Q: To get back to Phil Graham for a minute. There are two things that I'd like to bring up about him: first, he supported Alger Hiss, first, right? And he flip "flopped on that issue". But he was at loggerheads with Nixon on that and that was the beginning of this kind of life-long enmity between Nixon and the Post?A: Yes, he supported Alger Hiss largely because he had been a Supreme Court law clerk for Justice Felix Frankfurt. Frankfurt felt very strongly that Hiss was innocent. Hiss was accused of spying also. But Phil was interested in being a with-it kind of guy, very modern, up to the minute, involved in the thinking of his times. So the thinking of his times was the Cold War and was anti-Soviet and get all the domestic spies. He eventually gave in to this way of thinking, with the majority of his friends and associates thinking if Hiss wasn't a spy himself he should at least be made an example of because there were spies among us.
So he was instrumental in that, but before he did turn around on Hiss, I believe he accused Nixon of excesses in trying to prosecute Hiss. Hiss was one of the case was that Nixon made his reputation on as an anti-Communist and as an important national political figure. He was the one who was running around screaming about Hiss, so Phil Graham criticized Nixon for this.
Nixon takes things like that very personally and he never forgot it. So when he became president a number of years later, Phil Graham was dead, Katharine
was the head of the Washington Post and she made her usual overtures to the incumbent president. You know, "Come over, get to know my editors, tell them how you want your stories covered." And Nixon, instead of accepting it, he rejected it because he was still angry about what happened fifteen years ago. So he rejected her overtures and then for her own reasons, I guess she had nothing to lose, went after him.

=====

## Given problem
Reproduce verbatim the passage of the interview that opens with the words "So he was instrumental" and closes with "Nixon for this.". The material that follows the interview has no connection to it.

## Collected data
=====

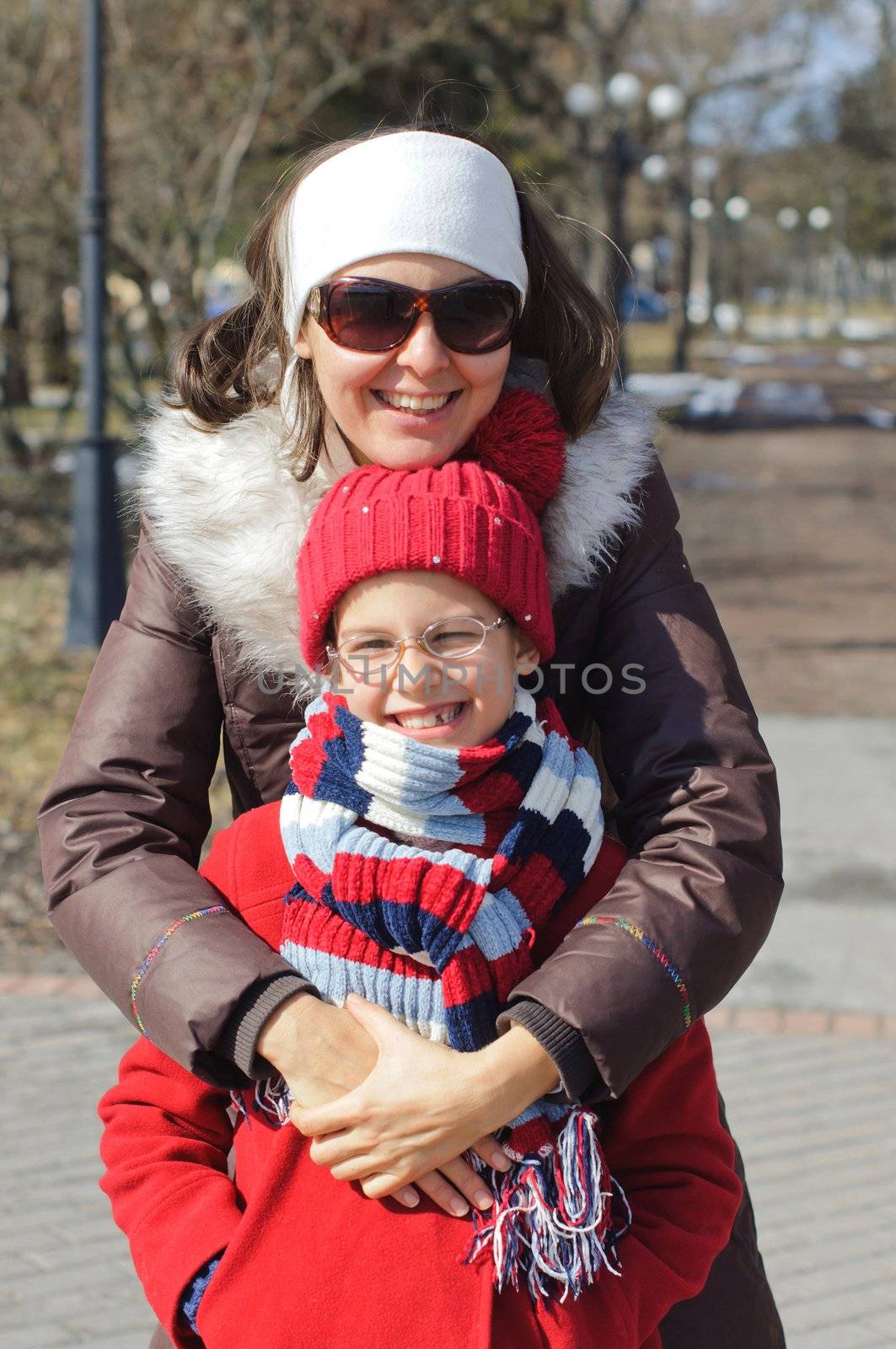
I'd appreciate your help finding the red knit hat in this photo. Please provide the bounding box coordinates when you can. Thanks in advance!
[298,390,566,669]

=====

## Expected answer
So he was instrumental in that, but before he did turn around on Hiss, I believe he accused Nixon of excesses in trying to prosecute Hiss. Hiss was one of the case was that Nixon made his reputation on as an anti-Communist and as an important national political figure. He was the one who was running around screaming about Hiss, so Phil Graham criticized Nixon for this.